[[ Dataset records, beginning ]]

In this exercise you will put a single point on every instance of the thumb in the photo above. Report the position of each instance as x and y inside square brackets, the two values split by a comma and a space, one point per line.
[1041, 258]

[[ Dataset records, end ]]
[[ Dataset records, beginning ]]

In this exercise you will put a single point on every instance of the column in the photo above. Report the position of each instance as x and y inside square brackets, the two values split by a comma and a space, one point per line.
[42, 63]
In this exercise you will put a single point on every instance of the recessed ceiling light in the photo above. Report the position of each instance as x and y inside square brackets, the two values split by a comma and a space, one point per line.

[[ Dataset records, end ]]

## [The task]
Both end lines included, restate word for word the lines above from the line with "of the column" to the line with "of the recessed", and nothing else.

## [Task response]
In this exercise you will put a single point on every instance of the column in the photo above. Report the position of each instance as x and y inside square brackets, the two values split by a comma and a space, one point per line.
[42, 63]
In this exercise you will put a single point on every instance of the recessed ceiling light in the photo above. Report the position of each instance as x and y inside square brackets, the two values split by a comma and a space, one point per line.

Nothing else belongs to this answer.